Spatial annotation records
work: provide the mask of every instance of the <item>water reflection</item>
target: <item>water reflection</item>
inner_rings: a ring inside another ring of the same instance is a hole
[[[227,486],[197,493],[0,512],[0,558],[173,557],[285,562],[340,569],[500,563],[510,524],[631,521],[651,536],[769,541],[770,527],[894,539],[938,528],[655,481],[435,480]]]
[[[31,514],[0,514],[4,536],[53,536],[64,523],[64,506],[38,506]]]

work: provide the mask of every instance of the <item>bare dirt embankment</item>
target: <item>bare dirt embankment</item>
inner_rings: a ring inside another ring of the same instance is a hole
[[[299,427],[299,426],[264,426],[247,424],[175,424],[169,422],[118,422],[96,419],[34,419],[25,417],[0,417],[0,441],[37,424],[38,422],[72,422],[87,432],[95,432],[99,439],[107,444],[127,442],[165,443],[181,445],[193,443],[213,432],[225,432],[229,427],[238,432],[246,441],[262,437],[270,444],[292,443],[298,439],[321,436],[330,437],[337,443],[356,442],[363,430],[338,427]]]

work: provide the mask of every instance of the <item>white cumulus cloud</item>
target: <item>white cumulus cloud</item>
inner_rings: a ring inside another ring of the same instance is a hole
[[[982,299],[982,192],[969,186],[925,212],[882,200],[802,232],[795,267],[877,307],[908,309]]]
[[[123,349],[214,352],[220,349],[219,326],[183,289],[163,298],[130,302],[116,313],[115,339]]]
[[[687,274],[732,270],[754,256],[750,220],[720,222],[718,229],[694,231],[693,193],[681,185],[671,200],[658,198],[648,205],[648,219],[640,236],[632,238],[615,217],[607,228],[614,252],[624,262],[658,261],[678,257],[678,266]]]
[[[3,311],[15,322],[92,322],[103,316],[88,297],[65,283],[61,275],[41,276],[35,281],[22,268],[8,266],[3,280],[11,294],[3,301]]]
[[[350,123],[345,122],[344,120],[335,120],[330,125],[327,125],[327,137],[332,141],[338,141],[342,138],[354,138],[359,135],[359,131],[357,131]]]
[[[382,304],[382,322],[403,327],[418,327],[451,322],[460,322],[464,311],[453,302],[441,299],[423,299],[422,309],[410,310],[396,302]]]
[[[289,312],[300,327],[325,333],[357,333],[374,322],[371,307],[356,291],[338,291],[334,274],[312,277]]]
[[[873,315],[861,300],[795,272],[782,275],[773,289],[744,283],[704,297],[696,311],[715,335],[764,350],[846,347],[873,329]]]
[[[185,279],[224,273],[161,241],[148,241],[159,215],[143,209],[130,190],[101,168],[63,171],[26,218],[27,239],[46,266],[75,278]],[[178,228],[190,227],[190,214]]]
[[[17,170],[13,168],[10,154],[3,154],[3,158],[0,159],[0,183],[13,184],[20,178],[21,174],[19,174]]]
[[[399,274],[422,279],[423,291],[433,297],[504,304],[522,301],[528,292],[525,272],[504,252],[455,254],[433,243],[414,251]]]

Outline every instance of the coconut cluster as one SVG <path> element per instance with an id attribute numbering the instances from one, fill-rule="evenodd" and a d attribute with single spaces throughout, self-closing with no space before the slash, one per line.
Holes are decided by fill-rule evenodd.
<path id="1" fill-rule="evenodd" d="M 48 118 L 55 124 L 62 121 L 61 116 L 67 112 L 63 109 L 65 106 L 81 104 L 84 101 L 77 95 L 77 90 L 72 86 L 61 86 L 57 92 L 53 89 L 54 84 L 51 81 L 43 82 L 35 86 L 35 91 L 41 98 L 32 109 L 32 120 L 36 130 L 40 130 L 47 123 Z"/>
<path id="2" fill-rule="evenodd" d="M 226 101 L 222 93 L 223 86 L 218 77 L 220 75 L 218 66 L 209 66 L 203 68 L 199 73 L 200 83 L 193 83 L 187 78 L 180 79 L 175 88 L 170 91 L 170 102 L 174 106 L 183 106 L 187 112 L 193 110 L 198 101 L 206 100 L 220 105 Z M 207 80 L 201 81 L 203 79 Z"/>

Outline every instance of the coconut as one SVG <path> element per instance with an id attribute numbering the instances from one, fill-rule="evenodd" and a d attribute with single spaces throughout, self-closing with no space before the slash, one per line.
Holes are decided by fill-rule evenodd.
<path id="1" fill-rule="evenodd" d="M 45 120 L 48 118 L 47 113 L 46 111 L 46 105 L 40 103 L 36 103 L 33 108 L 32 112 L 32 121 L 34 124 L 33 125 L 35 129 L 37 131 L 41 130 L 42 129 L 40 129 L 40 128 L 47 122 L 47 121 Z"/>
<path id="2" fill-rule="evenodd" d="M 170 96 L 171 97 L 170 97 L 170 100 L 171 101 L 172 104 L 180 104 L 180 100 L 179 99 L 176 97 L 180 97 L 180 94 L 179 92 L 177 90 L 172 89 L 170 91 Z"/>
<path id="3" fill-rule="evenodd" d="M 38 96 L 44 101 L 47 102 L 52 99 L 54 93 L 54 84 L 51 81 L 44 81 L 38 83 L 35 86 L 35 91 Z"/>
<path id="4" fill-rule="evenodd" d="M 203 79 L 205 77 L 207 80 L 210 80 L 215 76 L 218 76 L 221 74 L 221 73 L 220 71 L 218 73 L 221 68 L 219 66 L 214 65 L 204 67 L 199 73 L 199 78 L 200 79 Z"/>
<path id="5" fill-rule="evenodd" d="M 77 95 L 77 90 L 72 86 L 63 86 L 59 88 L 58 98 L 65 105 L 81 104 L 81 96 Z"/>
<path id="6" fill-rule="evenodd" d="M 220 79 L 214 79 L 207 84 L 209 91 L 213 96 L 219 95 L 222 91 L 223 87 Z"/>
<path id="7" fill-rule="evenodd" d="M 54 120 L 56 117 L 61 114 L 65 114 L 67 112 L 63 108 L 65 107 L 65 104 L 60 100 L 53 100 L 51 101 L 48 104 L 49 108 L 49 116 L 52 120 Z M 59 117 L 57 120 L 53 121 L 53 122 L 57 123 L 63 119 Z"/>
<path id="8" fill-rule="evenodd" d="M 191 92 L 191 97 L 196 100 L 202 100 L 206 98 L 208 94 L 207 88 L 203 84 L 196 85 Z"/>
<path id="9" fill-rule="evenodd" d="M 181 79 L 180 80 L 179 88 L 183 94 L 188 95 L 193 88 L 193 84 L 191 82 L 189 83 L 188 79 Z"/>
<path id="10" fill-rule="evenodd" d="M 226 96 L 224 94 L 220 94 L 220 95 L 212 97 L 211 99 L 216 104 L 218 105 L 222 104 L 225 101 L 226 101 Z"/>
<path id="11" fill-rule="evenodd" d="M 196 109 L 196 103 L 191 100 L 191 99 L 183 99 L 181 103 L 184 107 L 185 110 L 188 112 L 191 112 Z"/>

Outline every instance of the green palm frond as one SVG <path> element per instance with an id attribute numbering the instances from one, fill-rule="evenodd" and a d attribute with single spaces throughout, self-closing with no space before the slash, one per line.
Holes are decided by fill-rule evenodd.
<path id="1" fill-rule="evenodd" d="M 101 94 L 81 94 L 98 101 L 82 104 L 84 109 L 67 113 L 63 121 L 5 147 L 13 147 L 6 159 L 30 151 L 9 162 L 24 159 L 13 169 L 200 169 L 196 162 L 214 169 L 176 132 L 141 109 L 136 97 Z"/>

SET EXERCISE>
Rewrite the data above, substituting "category" for every occurrence of "target" and keeping everything else unchanged.

ANSWER TO THE TASK>
work: provide the mask of every instance of the <item>water reflection</item>
category: <item>water reflection</item>
inner_rings: a ring inside another ring of the same instance is a hole
[[[227,486],[197,493],[0,512],[0,558],[173,557],[285,562],[340,569],[500,563],[510,524],[631,521],[651,536],[769,541],[770,527],[894,539],[938,528],[655,481],[435,480]]]
[[[31,514],[0,514],[4,536],[53,536],[64,523],[64,506],[38,506]]]

work: provide the mask of every instance of the <item>bare dirt embankment</item>
category: <item>bare dirt embankment</item>
inner_rings: a ring inside another ring of the same instance is a hole
[[[299,427],[299,426],[264,426],[247,424],[175,424],[169,422],[118,422],[96,419],[34,419],[25,417],[0,417],[0,441],[37,424],[38,422],[72,422],[87,432],[95,432],[99,439],[107,444],[127,442],[165,443],[181,445],[193,443],[213,432],[225,432],[229,427],[238,432],[246,441],[262,437],[270,444],[292,443],[298,439],[321,436],[330,437],[337,443],[356,442],[363,430],[338,427]]]

work: provide the mask of every instance of the <item>white cumulus cloud</item>
category: <item>white cumulus cloud</item>
inner_rings: a ring inside another ring of the same instance is a hole
[[[982,299],[982,192],[969,186],[925,212],[882,200],[802,232],[795,267],[877,307],[908,309]]]
[[[123,349],[214,352],[220,349],[219,326],[183,289],[163,298],[130,302],[116,313],[115,339]]]
[[[687,274],[732,270],[754,256],[750,220],[720,222],[718,229],[694,231],[693,193],[681,185],[671,200],[658,198],[648,205],[648,219],[640,236],[632,238],[615,217],[607,228],[614,252],[624,262],[658,261],[678,257],[678,266]]]
[[[3,311],[15,322],[92,322],[103,316],[88,297],[65,283],[61,275],[41,276],[35,281],[22,268],[8,266],[3,280],[11,294],[3,301]]]
[[[350,123],[345,122],[344,120],[335,120],[330,125],[327,125],[327,137],[332,141],[338,141],[342,138],[354,138],[359,135],[359,131],[357,131]]]
[[[382,304],[382,322],[403,327],[418,327],[451,322],[460,322],[464,311],[453,302],[441,299],[423,299],[422,309],[410,310],[396,302]]]
[[[289,312],[300,327],[325,333],[357,333],[374,322],[371,307],[356,291],[338,291],[334,274],[312,277]]]
[[[873,315],[861,300],[795,272],[782,275],[773,289],[744,283],[704,297],[696,311],[715,335],[764,350],[846,347],[873,329]]]
[[[185,279],[224,273],[161,241],[148,241],[159,215],[143,209],[130,190],[101,168],[63,171],[26,218],[27,239],[46,266],[75,278]],[[178,228],[190,227],[190,214]]]
[[[17,170],[13,168],[10,154],[3,154],[3,158],[0,159],[0,183],[13,184],[20,178],[21,174],[19,174]]]
[[[399,274],[422,279],[423,291],[433,297],[504,304],[522,301],[528,292],[525,272],[504,252],[455,254],[433,243],[414,251]]]

Outline every instance of the coconut cluster as one SVG <path> element per instance with an id attribute numbering the instances from one, fill-rule="evenodd" and a d attribute with single spaces throughout, self-closing with no space before the slash, one per line.
Holes are decided by fill-rule evenodd.
<path id="1" fill-rule="evenodd" d="M 48 118 L 55 124 L 62 121 L 61 116 L 67 112 L 63 109 L 65 106 L 81 104 L 84 101 L 77 95 L 77 90 L 72 86 L 61 86 L 57 92 L 53 89 L 54 84 L 51 81 L 43 82 L 35 86 L 35 91 L 41 98 L 32 109 L 32 120 L 36 130 L 40 130 L 47 123 Z"/>
<path id="2" fill-rule="evenodd" d="M 226 101 L 222 93 L 223 86 L 218 77 L 220 75 L 218 66 L 209 66 L 203 68 L 199 73 L 200 83 L 193 83 L 187 78 L 180 79 L 175 88 L 170 91 L 170 102 L 174 106 L 183 106 L 187 112 L 193 110 L 198 101 L 206 100 L 220 105 Z M 207 80 L 201 81 L 203 79 Z"/>

Outline every instance of the coconut as one SVG <path> element per instance with an id attribute numbering the instances from one, fill-rule="evenodd" and a d attribute with single spaces throughout, self-closing with no space before the slash, one per line.
Holes are decided by fill-rule evenodd.
<path id="1" fill-rule="evenodd" d="M 45 120 L 48 118 L 47 113 L 46 111 L 46 105 L 40 103 L 36 103 L 33 108 L 32 112 L 32 121 L 34 124 L 33 125 L 35 129 L 37 131 L 41 130 L 42 129 L 40 129 L 40 128 L 47 122 L 47 121 Z"/>
<path id="2" fill-rule="evenodd" d="M 170 96 L 171 97 L 170 97 L 170 100 L 171 101 L 172 104 L 180 104 L 180 100 L 179 99 L 176 97 L 180 97 L 180 94 L 179 92 L 177 90 L 172 89 L 170 91 Z"/>
<path id="3" fill-rule="evenodd" d="M 38 96 L 44 101 L 47 102 L 52 99 L 54 93 L 54 84 L 51 81 L 44 81 L 38 83 L 35 86 L 35 91 Z"/>
<path id="4" fill-rule="evenodd" d="M 203 79 L 205 77 L 207 80 L 210 80 L 215 76 L 218 76 L 221 74 L 221 73 L 220 71 L 218 73 L 221 68 L 219 66 L 214 65 L 204 67 L 199 73 L 199 78 L 200 79 Z"/>
<path id="5" fill-rule="evenodd" d="M 77 95 L 77 90 L 72 86 L 63 86 L 59 88 L 58 98 L 65 105 L 81 104 L 81 96 Z"/>
<path id="6" fill-rule="evenodd" d="M 220 79 L 214 79 L 207 84 L 209 91 L 213 96 L 219 95 L 222 91 L 223 87 Z"/>
<path id="7" fill-rule="evenodd" d="M 54 120 L 56 117 L 61 114 L 65 114 L 67 112 L 63 108 L 65 107 L 65 104 L 60 100 L 53 100 L 51 101 L 48 104 L 49 108 L 49 116 L 52 120 Z M 59 117 L 57 120 L 53 121 L 53 122 L 57 123 L 63 119 Z"/>
<path id="8" fill-rule="evenodd" d="M 191 92 L 191 97 L 196 100 L 202 100 L 206 98 L 208 94 L 207 88 L 203 84 L 196 85 Z"/>
<path id="9" fill-rule="evenodd" d="M 181 79 L 180 80 L 179 88 L 183 94 L 188 95 L 193 88 L 193 84 L 191 82 L 189 83 L 188 79 Z"/>
<path id="10" fill-rule="evenodd" d="M 226 96 L 224 94 L 220 94 L 220 95 L 212 97 L 211 99 L 216 104 L 218 105 L 222 104 L 225 101 L 226 101 Z"/>
<path id="11" fill-rule="evenodd" d="M 196 109 L 196 103 L 191 100 L 191 99 L 183 99 L 181 103 L 184 107 L 185 110 L 188 112 L 191 112 Z"/>

Outline every instance of the green palm frond as one SVG <path> element per instance with an id attribute numbering the instances from one, fill-rule="evenodd" and a d attribute with single spaces throughout, self-closing with no space before the slash, one per line.
Holes are decided by fill-rule evenodd.
<path id="1" fill-rule="evenodd" d="M 101 94 L 81 94 L 98 101 L 82 104 L 84 109 L 67 113 L 63 121 L 5 147 L 13 147 L 6 159 L 30 151 L 9 162 L 24 159 L 13 169 L 200 169 L 196 162 L 214 169 L 176 132 L 141 109 L 136 97 Z"/>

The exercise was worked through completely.